--- begin DATASET ROWS ---

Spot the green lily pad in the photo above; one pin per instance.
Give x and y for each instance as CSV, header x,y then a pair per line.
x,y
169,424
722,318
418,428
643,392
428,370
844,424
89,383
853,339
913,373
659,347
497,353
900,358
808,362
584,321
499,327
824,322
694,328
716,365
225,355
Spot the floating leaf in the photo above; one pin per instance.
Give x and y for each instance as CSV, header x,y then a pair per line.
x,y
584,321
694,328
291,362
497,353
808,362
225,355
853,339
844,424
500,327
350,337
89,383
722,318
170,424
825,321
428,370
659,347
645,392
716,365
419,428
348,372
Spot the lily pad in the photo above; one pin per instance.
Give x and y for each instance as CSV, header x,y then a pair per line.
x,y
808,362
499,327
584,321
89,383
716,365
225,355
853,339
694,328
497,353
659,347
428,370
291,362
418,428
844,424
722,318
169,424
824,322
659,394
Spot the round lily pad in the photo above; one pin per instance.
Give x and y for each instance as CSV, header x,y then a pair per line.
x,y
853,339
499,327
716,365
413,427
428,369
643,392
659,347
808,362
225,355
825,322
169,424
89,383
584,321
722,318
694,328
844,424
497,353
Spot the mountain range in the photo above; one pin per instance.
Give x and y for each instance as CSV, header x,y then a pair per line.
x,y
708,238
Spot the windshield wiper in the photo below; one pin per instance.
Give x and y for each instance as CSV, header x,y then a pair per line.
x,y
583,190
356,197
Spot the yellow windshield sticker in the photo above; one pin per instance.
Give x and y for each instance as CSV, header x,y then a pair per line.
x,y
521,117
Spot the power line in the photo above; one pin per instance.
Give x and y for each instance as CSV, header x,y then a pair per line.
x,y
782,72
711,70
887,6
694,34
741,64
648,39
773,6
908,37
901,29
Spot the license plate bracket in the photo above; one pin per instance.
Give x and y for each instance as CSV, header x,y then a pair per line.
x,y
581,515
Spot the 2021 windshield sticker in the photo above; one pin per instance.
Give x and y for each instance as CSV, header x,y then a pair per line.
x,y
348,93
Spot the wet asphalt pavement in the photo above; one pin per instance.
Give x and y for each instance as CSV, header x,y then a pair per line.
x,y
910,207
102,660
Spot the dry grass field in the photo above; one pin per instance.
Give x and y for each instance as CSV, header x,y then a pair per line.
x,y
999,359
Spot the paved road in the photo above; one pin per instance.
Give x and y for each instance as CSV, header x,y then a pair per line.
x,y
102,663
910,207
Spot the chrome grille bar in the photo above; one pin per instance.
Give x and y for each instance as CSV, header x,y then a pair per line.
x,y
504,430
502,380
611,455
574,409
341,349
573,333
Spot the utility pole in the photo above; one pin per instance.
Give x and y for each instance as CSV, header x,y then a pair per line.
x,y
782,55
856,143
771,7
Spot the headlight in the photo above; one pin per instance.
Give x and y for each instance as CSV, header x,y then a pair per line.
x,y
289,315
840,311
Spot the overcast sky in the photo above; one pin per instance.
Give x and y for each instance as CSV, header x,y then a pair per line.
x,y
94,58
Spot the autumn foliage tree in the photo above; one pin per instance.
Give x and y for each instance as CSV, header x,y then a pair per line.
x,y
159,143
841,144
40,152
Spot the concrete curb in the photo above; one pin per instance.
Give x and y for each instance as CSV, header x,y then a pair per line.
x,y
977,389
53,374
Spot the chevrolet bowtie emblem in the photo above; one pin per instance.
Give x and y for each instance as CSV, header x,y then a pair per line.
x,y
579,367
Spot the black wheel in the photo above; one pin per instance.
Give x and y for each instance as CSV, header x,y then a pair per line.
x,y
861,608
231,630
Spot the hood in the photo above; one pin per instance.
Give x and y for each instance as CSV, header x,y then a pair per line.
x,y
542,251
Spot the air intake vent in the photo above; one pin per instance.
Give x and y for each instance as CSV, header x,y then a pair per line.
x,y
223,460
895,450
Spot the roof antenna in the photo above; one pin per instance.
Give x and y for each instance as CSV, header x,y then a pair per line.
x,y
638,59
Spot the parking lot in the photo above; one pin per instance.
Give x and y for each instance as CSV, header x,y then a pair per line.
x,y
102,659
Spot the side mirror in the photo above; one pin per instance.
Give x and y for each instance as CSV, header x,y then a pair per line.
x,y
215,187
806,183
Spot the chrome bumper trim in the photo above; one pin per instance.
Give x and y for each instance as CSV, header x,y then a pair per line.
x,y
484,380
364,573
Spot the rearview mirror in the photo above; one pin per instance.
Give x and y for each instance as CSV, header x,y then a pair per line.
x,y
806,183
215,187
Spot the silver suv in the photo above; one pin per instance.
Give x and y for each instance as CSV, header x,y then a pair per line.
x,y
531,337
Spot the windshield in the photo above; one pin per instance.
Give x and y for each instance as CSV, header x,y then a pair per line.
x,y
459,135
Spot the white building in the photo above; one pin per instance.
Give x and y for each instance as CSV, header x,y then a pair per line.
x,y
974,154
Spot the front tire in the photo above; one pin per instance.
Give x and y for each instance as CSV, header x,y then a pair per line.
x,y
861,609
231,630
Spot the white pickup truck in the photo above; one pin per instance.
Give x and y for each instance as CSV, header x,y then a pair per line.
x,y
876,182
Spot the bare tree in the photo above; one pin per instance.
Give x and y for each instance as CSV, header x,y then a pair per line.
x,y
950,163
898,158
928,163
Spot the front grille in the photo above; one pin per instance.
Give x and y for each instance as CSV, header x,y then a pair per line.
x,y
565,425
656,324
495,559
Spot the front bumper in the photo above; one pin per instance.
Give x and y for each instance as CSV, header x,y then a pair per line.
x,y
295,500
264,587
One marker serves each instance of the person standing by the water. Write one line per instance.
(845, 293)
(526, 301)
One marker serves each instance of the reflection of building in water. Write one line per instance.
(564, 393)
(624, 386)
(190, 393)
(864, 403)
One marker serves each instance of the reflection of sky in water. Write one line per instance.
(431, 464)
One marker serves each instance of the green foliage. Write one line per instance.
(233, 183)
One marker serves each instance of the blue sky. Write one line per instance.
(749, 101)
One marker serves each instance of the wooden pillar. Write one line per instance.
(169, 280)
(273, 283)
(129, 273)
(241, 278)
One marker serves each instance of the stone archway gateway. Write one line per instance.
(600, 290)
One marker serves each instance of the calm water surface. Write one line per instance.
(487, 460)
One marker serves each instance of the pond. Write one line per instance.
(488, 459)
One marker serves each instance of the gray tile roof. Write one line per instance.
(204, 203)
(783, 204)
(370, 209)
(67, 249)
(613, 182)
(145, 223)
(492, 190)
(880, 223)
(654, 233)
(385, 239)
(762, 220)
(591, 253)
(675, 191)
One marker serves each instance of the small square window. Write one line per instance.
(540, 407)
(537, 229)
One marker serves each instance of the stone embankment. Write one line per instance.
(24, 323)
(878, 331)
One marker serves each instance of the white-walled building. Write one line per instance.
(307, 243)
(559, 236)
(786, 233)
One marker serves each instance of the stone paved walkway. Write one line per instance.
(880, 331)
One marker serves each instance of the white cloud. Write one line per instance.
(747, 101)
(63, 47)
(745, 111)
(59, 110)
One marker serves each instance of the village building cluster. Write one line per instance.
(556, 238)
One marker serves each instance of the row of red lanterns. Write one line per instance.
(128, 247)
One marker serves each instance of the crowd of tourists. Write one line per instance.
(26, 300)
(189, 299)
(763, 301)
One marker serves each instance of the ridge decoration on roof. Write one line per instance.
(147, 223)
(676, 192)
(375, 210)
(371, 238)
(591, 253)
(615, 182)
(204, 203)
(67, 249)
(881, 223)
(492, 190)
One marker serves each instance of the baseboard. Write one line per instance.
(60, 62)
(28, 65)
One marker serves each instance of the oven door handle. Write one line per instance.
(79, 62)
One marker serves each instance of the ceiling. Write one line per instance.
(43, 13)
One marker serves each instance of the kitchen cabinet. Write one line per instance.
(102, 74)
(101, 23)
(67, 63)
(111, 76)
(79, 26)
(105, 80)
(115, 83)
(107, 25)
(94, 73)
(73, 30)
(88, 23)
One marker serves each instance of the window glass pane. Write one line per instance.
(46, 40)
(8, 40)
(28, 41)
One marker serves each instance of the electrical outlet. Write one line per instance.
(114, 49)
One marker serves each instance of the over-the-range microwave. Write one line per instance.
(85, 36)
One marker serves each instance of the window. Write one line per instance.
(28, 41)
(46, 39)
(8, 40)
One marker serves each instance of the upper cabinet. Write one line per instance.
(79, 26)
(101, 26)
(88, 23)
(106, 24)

--- end DATASET ROWS ---

TASK GOAL> Reproduce, exactly and with nothing added, the lines from the one that includes "One marker serves each instance of the stone paved" through the last line of the material.

WRITTEN SOLUTION>
One marker serves each instance of the stone paved walkway. Write one line per instance.
(880, 331)
One marker serves each instance of the white cloud. Write one line per instance.
(747, 101)
(63, 47)
(745, 111)
(59, 110)
One marker serves each instance of the village building cluster. Write one line per instance.
(556, 238)
One marker serves each instance of the row of red lanterns. Write one line per instance.
(128, 247)
One marker serves each instance of the crowd of tourists. Write one line per instance.
(26, 300)
(189, 299)
(763, 301)
One marker serves each instance of the ridge decoration on roof. Write one line per instance.
(147, 223)
(676, 192)
(375, 210)
(371, 238)
(591, 253)
(615, 182)
(204, 203)
(67, 249)
(881, 223)
(492, 190)
One marker serves each instance of the baseboard. Write one line per instance.
(60, 62)
(28, 65)
One marker serves each instance of the oven door handle. Write one line per instance.
(79, 62)
One marker serves each instance of the ceiling. Write one line per instance.
(43, 13)
One marker serves each instance of the kitchen cabinet. Write one line per instance.
(102, 74)
(101, 23)
(67, 63)
(111, 76)
(79, 26)
(105, 80)
(115, 83)
(107, 25)
(94, 73)
(73, 30)
(88, 23)
One marker serves each instance of the window glass pane. Write one line per instance.
(46, 40)
(8, 40)
(28, 41)
One marker serves each instance of the electrical outlet. Write one line per instance.
(114, 49)
One marker serves each instance of the over-the-range microwave. Write one line per instance.
(85, 36)
One marker serves each instance of the window. Write one line per instance.
(28, 41)
(46, 39)
(8, 40)
One marker serves each instance of the upper cabinet. Write one line per instance.
(79, 26)
(101, 26)
(88, 23)
(106, 24)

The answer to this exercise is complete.